## begin Data in this exercise

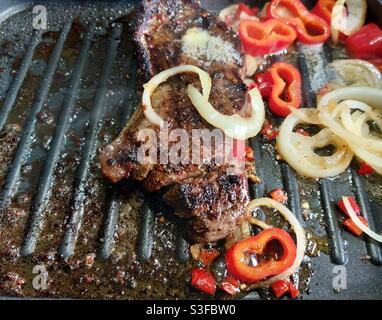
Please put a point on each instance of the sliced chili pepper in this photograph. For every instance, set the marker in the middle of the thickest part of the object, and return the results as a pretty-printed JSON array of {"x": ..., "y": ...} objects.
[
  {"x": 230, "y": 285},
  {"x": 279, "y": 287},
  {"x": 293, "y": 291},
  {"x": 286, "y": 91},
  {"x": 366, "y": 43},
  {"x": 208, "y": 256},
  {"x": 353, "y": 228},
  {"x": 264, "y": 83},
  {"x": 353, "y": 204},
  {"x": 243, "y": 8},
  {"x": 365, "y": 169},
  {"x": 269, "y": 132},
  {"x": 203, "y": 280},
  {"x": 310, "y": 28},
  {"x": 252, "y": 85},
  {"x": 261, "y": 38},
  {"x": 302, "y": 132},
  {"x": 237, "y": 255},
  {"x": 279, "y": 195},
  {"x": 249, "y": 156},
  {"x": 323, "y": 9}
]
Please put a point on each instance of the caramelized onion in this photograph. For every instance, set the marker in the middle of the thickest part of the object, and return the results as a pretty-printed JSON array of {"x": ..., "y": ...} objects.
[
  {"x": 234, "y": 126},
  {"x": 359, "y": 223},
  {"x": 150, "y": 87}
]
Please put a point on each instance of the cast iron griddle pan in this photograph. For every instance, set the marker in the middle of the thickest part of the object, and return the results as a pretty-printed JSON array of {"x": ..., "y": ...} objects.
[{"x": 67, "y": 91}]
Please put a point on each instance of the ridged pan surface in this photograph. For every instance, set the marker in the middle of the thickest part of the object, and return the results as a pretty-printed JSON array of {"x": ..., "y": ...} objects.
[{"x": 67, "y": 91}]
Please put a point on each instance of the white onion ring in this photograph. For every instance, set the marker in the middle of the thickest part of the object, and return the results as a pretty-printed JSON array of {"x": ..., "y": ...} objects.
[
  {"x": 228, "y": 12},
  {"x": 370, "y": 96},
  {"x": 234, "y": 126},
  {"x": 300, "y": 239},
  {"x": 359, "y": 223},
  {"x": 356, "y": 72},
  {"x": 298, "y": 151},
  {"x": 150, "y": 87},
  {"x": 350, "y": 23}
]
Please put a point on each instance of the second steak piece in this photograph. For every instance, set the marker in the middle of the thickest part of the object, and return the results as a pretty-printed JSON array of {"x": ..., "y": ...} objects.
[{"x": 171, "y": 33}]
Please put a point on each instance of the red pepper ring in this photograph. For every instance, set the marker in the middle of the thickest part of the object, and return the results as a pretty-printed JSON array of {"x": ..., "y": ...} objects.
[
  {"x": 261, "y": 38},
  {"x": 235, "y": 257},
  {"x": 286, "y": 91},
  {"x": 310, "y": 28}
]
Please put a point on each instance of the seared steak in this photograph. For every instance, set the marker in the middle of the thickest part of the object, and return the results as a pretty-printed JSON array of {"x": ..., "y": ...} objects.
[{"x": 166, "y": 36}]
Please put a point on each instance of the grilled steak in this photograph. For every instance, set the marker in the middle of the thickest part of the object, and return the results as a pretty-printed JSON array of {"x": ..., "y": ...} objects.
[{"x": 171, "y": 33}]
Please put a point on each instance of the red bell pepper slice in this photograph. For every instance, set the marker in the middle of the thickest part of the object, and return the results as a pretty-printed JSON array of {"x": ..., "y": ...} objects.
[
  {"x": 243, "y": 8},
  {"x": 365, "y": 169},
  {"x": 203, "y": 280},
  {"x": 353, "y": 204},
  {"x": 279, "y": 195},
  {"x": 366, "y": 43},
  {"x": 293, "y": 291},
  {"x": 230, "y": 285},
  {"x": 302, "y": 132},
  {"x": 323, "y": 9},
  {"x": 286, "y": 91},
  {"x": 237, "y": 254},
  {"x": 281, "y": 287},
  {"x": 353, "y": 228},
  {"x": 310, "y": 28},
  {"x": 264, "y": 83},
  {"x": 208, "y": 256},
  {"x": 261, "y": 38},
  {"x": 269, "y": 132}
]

## end Data in this exercise
## begin Data in this exercise

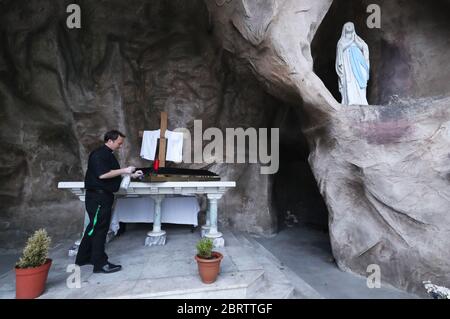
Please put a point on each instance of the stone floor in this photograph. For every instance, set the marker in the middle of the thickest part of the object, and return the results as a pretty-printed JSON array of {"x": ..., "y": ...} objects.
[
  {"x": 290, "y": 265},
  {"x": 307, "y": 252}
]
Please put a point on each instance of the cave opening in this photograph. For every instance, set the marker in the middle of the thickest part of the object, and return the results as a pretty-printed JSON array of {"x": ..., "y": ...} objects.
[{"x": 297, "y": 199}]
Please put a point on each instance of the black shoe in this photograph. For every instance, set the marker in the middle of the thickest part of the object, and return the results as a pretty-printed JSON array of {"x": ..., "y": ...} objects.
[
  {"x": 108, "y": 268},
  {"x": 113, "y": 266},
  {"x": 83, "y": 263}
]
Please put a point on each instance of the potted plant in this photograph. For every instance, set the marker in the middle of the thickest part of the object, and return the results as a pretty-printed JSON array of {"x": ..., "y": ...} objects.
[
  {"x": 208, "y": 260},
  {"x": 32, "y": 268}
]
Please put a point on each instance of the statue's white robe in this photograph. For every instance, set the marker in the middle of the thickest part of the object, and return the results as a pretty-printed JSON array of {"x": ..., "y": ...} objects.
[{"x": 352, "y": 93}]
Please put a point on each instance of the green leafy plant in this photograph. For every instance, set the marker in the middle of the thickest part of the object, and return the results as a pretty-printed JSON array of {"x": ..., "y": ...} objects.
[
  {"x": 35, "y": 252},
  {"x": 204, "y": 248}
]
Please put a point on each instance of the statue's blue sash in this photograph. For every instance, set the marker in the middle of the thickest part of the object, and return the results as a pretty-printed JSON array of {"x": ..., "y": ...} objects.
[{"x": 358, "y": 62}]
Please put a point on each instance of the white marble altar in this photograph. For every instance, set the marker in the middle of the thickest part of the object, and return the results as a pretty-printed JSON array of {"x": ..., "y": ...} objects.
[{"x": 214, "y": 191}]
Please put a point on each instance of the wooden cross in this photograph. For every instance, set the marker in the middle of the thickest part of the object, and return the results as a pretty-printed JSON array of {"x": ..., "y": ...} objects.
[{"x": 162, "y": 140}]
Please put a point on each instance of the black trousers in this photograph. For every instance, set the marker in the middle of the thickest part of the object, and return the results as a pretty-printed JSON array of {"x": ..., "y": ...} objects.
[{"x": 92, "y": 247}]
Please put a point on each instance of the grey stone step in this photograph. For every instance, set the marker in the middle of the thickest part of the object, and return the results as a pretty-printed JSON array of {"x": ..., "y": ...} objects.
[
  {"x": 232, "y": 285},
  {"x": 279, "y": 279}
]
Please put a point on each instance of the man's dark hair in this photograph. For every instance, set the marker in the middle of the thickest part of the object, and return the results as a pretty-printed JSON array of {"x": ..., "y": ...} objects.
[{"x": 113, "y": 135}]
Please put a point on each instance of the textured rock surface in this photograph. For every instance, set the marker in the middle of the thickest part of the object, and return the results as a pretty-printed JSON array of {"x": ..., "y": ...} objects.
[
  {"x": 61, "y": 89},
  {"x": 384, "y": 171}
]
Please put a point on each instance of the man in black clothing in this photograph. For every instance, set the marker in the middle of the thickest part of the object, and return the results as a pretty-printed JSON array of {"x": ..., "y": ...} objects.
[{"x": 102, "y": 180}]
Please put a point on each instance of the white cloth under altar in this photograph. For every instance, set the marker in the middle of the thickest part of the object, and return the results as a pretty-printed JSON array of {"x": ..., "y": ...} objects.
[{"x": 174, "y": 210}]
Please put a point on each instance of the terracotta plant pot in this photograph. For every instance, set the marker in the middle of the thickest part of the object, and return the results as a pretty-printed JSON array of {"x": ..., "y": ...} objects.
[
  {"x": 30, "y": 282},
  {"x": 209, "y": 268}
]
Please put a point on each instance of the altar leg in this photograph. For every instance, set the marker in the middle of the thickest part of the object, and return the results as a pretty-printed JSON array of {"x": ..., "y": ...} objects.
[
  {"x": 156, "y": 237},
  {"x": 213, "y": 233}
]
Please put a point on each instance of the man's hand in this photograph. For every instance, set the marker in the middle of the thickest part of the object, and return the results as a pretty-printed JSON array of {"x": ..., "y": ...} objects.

## end Data in this exercise
## begin Data in this exercise

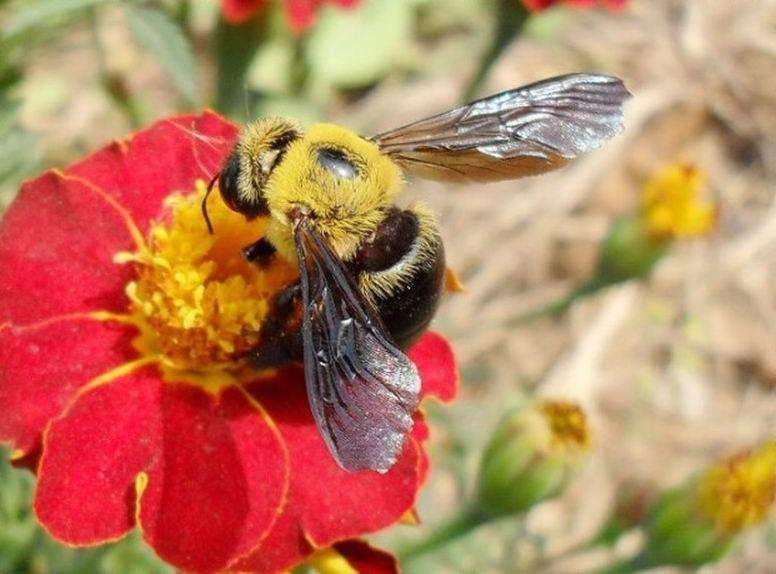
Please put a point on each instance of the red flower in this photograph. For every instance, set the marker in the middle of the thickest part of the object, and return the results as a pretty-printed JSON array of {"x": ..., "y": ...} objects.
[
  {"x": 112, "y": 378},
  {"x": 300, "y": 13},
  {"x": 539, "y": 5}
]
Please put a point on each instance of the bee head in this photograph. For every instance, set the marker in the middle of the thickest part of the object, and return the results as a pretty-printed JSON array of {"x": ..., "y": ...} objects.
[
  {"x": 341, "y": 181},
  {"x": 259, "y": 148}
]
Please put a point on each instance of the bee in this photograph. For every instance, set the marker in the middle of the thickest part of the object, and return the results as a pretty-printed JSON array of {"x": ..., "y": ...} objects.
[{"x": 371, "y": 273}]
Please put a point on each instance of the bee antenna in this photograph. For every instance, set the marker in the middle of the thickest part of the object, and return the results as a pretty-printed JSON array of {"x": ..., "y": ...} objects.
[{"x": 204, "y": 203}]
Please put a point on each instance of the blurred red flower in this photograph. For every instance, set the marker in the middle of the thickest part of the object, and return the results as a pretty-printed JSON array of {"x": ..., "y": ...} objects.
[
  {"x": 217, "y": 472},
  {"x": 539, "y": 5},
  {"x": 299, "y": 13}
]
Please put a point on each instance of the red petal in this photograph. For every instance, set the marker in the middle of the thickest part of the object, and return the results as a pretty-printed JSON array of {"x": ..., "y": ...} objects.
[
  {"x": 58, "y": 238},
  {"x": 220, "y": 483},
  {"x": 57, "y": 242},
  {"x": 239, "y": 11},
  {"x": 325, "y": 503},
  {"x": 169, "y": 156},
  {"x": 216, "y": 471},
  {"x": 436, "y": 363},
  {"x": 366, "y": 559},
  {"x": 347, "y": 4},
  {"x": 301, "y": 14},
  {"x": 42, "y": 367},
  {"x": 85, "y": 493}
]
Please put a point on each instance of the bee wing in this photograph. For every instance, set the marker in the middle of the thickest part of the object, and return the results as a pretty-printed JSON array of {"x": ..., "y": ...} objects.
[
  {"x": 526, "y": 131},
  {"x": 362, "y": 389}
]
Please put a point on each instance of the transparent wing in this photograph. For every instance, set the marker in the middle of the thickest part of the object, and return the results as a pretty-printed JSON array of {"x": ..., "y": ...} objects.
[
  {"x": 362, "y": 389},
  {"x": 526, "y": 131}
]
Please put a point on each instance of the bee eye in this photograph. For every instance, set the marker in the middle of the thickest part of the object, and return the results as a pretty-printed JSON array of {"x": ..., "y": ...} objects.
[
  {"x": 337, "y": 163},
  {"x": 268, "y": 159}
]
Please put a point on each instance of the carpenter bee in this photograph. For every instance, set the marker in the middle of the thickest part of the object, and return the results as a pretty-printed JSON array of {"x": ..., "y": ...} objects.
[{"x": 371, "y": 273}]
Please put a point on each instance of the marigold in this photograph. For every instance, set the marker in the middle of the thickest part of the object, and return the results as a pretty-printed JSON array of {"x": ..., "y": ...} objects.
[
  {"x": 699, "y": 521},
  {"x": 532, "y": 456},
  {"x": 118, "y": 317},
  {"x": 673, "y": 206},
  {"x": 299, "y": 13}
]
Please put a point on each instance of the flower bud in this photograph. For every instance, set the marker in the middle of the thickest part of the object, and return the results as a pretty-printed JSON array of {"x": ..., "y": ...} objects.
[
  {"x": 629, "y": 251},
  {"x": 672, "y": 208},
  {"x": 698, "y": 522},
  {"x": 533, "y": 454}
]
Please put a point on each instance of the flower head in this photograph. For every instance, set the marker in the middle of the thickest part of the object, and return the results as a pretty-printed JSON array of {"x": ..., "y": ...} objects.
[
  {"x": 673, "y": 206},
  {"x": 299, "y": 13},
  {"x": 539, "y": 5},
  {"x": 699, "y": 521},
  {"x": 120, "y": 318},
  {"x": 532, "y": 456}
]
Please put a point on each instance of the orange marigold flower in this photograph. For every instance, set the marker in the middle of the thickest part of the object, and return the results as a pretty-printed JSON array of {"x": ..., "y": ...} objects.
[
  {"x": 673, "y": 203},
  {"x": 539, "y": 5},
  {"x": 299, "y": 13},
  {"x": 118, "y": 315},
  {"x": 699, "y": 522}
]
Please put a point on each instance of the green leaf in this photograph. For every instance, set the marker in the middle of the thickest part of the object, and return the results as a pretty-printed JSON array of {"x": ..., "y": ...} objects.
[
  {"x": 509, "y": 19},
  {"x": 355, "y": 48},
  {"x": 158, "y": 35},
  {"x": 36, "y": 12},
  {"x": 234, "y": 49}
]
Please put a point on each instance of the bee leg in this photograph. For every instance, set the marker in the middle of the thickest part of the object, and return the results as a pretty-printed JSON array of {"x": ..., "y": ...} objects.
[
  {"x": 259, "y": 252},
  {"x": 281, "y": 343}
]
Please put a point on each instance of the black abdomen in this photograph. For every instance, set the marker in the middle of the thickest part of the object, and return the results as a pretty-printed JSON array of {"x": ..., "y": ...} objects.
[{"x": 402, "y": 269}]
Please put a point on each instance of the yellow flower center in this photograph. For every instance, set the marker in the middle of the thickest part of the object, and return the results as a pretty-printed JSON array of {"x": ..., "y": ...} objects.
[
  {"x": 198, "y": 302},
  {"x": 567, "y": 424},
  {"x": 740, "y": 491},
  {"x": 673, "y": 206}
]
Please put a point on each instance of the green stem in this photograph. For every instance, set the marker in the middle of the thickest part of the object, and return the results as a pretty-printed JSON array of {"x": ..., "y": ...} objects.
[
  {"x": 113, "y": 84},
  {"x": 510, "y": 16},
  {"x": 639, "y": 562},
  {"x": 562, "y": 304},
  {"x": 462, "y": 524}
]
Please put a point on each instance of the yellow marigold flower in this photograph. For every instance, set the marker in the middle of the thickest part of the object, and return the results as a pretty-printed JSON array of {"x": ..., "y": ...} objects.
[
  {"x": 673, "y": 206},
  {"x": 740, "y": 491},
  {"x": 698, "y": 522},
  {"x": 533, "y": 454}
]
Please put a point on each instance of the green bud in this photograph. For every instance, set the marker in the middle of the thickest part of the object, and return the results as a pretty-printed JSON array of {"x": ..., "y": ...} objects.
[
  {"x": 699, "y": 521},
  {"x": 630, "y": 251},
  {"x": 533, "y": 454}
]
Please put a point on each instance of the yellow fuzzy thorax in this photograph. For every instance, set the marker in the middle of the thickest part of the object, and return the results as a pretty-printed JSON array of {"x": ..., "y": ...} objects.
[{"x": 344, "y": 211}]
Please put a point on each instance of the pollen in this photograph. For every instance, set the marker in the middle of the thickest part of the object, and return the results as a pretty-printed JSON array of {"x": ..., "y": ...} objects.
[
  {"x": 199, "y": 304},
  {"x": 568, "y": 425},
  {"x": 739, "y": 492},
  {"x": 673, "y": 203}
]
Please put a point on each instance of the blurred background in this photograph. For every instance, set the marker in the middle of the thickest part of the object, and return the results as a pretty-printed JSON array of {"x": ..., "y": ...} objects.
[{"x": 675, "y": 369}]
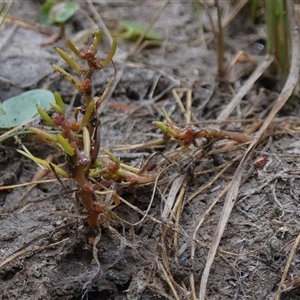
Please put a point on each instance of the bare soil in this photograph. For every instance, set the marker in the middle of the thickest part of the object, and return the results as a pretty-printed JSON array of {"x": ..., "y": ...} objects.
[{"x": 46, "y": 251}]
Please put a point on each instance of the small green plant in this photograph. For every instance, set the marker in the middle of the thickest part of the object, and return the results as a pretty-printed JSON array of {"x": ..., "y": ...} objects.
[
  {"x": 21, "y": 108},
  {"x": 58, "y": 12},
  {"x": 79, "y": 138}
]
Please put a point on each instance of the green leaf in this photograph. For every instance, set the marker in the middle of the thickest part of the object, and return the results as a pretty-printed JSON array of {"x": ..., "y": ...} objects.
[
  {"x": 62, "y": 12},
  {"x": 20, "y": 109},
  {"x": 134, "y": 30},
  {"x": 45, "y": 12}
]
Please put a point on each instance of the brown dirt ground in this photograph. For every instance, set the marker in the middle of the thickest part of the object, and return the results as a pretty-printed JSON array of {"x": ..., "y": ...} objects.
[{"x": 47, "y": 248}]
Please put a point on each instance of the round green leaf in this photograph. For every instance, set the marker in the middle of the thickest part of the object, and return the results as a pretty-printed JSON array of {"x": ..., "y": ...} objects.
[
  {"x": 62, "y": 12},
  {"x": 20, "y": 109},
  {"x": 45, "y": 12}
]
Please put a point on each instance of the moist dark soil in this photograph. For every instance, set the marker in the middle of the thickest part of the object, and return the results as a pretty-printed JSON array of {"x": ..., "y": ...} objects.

## end Data in this exercise

*Description of the task:*
List each line of the material above that contains the word "onion", copying every such line in full.

*Reply:*
Please put a point on each instance of the caramelized onion in this photograph. For every instance, set the marker in the middle of the thickest part of the object, and return the results as a pretty-printed JSON array of {"x": ..., "y": ...} objects.
Please put a point on each instance of the white onion ring in this photograph. For every instance, set the marker in the middle of the thickest part of the object, and return the results as a pretty-printed JSON array of {"x": ..., "y": ...} objects.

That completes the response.